Stored dataset items:
==================================================
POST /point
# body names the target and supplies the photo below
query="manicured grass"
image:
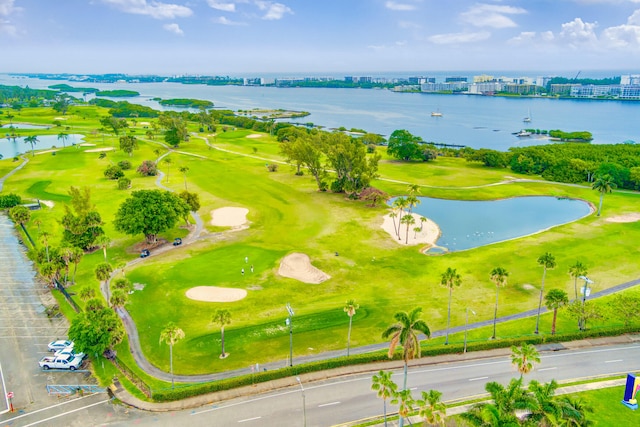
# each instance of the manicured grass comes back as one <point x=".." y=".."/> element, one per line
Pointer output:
<point x="287" y="214"/>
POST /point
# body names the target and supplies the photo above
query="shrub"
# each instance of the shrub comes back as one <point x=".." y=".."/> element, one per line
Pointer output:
<point x="148" y="168"/>
<point x="124" y="165"/>
<point x="124" y="183"/>
<point x="113" y="172"/>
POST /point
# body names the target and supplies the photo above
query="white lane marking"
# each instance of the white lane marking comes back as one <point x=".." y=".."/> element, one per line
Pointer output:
<point x="328" y="404"/>
<point x="249" y="419"/>
<point x="65" y="413"/>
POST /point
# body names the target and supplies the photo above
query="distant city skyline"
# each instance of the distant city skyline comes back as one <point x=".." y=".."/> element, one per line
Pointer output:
<point x="253" y="37"/>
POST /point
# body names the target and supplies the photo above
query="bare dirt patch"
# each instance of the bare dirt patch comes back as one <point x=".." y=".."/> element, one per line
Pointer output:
<point x="229" y="217"/>
<point x="216" y="294"/>
<point x="298" y="266"/>
<point x="629" y="217"/>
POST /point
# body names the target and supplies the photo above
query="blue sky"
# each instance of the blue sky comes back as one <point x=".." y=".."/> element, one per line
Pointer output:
<point x="251" y="37"/>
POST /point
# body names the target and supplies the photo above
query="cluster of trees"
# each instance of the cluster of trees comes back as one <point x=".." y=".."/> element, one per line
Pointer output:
<point x="320" y="151"/>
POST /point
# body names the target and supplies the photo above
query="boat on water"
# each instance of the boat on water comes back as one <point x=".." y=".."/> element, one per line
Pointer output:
<point x="522" y="133"/>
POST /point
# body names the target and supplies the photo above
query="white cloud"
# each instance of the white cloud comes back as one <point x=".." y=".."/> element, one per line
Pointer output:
<point x="402" y="7"/>
<point x="489" y="15"/>
<point x="173" y="28"/>
<point x="458" y="38"/>
<point x="579" y="32"/>
<point x="152" y="8"/>
<point x="274" y="11"/>
<point x="225" y="7"/>
<point x="224" y="21"/>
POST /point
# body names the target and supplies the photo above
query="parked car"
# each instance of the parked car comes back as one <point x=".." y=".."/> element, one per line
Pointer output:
<point x="71" y="351"/>
<point x="65" y="361"/>
<point x="59" y="345"/>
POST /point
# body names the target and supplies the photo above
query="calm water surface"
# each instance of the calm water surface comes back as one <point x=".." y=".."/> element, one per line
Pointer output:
<point x="470" y="224"/>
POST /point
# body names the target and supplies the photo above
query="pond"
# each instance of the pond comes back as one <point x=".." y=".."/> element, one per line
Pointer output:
<point x="470" y="224"/>
<point x="11" y="147"/>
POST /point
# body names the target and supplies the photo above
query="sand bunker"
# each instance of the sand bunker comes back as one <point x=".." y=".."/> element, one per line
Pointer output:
<point x="216" y="294"/>
<point x="630" y="217"/>
<point x="429" y="233"/>
<point x="95" y="150"/>
<point x="229" y="217"/>
<point x="298" y="266"/>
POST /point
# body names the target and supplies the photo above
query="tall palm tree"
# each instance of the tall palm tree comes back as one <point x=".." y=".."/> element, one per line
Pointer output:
<point x="405" y="332"/>
<point x="499" y="276"/>
<point x="431" y="408"/>
<point x="222" y="318"/>
<point x="31" y="140"/>
<point x="350" y="308"/>
<point x="548" y="262"/>
<point x="385" y="387"/>
<point x="603" y="184"/>
<point x="450" y="278"/>
<point x="524" y="357"/>
<point x="555" y="299"/>
<point x="184" y="170"/>
<point x="171" y="334"/>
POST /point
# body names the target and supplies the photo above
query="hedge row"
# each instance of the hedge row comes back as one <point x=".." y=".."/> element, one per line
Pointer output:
<point x="245" y="380"/>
==================================================
What the exercise asks:
Gather every line in the items above that contains the string "hedge", treating uppercase and lowercase as different.

Written solution:
query="hedge row"
# each instance of the hedge row comes back as one <point x=".." y=".."/> element, one per line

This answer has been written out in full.